_Short problem:_ Convert the lines below into a Markdown table with the columns Number and Line Text, numbering each line and omitting blank lines. Begin at the line that contains "man with short" and stop after the line that contains "(2, 176), (53, 327)".

[Rows for bounding box labeling]

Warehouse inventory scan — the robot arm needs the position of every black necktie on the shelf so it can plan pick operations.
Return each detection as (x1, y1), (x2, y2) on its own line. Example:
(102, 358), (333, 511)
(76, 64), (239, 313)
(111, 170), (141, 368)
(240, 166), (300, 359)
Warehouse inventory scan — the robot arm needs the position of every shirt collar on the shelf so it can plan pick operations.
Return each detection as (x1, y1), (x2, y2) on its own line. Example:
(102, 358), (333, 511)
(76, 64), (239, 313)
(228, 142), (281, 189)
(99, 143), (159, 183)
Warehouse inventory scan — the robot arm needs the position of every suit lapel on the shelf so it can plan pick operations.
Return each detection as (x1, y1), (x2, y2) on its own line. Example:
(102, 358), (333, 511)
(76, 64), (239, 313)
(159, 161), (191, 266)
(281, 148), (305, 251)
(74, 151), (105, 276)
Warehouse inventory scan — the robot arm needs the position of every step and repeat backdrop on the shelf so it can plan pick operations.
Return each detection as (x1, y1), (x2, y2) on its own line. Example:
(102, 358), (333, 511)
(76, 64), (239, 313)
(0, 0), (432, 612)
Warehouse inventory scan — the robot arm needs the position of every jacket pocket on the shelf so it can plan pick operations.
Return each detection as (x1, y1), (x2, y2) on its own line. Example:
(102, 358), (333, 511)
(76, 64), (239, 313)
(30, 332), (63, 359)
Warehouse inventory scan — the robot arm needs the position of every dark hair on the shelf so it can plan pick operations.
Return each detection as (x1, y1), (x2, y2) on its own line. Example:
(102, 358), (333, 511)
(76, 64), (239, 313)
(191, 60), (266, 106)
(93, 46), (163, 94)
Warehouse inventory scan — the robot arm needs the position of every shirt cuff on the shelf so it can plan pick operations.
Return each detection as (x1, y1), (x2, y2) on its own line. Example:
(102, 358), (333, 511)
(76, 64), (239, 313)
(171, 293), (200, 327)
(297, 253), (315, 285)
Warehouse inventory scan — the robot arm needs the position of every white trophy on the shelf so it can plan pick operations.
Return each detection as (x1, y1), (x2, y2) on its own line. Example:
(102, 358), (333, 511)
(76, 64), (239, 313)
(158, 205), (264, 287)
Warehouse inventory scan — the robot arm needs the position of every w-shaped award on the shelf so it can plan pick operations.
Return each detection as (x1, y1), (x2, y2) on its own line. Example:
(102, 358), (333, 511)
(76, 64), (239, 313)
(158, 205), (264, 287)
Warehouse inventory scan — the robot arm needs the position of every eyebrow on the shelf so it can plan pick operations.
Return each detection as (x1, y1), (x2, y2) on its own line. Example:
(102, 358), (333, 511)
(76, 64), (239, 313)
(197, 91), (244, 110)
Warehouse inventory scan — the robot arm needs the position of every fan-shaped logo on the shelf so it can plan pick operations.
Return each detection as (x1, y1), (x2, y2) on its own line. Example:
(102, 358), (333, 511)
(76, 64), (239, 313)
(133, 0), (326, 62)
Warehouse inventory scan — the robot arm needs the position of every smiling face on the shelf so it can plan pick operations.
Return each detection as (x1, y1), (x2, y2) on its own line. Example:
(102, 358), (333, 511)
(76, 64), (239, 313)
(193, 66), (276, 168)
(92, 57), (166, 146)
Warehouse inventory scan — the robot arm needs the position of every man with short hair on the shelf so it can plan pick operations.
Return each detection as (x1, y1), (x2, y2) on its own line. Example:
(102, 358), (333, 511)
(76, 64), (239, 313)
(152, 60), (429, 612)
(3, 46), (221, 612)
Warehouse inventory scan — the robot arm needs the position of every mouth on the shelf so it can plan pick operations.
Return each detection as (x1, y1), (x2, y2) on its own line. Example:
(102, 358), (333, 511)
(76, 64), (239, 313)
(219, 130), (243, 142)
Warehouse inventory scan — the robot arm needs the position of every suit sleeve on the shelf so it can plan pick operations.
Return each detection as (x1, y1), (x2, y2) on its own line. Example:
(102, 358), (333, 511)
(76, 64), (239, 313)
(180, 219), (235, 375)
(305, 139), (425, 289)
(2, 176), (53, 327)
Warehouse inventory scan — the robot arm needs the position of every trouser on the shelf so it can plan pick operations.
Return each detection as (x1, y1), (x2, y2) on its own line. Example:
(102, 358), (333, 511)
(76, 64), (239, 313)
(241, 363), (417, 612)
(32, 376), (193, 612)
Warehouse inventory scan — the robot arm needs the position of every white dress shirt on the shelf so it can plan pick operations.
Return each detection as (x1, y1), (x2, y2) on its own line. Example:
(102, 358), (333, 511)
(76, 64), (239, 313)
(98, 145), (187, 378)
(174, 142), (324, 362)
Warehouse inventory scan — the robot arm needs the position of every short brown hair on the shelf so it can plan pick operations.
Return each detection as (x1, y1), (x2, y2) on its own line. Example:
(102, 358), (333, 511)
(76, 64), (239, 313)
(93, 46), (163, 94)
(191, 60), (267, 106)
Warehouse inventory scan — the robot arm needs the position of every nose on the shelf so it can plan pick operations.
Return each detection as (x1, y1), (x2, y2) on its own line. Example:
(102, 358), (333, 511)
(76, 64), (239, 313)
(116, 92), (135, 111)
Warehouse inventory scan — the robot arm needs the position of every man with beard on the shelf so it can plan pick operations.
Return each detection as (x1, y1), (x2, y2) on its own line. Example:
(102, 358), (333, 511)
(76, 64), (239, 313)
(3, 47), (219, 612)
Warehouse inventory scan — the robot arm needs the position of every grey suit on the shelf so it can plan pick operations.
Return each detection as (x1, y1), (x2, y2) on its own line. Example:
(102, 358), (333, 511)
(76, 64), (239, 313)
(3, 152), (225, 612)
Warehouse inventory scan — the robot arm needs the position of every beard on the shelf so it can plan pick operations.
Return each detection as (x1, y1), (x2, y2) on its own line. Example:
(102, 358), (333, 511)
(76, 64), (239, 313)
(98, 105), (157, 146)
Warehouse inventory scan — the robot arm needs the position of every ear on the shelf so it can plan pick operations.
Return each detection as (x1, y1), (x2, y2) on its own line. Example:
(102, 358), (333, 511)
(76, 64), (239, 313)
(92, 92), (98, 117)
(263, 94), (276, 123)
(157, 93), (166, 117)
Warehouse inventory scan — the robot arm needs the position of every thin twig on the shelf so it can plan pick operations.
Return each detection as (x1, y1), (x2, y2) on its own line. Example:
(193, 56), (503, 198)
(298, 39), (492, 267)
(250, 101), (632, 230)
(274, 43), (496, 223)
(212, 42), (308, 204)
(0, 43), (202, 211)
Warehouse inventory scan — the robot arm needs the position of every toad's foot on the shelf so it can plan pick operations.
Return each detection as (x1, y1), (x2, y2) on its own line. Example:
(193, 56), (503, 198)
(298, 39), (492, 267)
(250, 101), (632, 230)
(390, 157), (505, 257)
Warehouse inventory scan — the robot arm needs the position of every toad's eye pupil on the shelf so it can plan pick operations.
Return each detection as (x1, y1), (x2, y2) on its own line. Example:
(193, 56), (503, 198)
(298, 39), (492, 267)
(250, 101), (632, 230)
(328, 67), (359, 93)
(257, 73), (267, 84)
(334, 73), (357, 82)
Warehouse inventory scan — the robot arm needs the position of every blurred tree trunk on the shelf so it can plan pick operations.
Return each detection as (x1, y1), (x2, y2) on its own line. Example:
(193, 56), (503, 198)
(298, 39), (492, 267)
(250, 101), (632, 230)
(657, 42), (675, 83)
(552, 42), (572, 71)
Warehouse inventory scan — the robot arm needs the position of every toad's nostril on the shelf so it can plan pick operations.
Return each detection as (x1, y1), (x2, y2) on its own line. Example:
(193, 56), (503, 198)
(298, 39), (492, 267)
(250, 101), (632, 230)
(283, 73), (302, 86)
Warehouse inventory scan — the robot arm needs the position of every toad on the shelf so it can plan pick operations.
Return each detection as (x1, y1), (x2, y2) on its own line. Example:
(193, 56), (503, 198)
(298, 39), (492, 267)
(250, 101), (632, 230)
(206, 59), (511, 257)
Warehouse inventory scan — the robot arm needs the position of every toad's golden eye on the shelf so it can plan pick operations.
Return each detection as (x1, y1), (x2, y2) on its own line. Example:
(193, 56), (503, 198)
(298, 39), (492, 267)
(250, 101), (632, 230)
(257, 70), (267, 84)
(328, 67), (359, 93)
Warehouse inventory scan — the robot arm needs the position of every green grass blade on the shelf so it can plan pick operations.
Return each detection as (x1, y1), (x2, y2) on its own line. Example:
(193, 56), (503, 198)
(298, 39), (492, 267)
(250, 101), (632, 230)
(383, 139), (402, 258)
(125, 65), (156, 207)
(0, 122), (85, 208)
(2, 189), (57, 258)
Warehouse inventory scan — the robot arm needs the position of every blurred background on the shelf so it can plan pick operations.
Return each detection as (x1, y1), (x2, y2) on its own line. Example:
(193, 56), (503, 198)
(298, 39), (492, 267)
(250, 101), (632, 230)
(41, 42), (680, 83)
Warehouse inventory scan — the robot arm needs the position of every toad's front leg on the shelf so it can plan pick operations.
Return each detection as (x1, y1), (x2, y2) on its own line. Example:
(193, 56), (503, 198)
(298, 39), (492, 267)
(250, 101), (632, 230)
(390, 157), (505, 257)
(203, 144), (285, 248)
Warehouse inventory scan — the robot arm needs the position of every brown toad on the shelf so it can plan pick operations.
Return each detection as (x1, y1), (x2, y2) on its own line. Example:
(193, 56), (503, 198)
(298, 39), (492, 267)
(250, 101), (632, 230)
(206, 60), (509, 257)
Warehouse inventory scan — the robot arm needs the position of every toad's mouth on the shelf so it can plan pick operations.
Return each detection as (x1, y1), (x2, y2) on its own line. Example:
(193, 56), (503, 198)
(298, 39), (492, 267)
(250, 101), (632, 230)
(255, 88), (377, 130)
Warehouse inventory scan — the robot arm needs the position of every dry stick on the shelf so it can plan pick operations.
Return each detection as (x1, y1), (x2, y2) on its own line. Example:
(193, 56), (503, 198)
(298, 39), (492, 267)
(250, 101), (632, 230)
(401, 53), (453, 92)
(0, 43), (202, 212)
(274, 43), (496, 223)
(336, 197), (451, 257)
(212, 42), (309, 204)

_Exercise solution:_
| Number | Line Text |
|---|---|
| 1 | Warehouse inventory scan — the robot arm needs the position of every man with short hair on the shelf so it can plan pick operations. |
| 2 | Return each detection as (x1, y1), (x2, y2) on its own line. Example: |
| 3 | (102, 358), (333, 511) |
| 4 | (76, 64), (239, 313) |
| 5 | (152, 60), (429, 612) |
| 6 | (3, 46), (221, 612) |
| 7 | Warehouse inventory scan — the robot arm needs the position of every mouth on the shelf so it can plan pick operations. |
| 8 | Return each detection as (x1, y1), (x2, y2) on its own line. Example: |
| 9 | (102, 358), (333, 511) |
| 10 | (76, 64), (239, 313) |
| 11 | (219, 130), (243, 142) |
| 12 | Warehouse inventory scan — the robot arm needs the position of every suit sleeve on the shelf so it can plan pick operations. |
| 13 | Return each detection as (x1, y1), (x2, y2) on its own line. Example: |
| 14 | (102, 358), (333, 511) |
| 15 | (76, 64), (239, 313) |
| 16 | (180, 219), (235, 375) |
| 17 | (305, 139), (425, 289) |
| 18 | (2, 176), (53, 327) |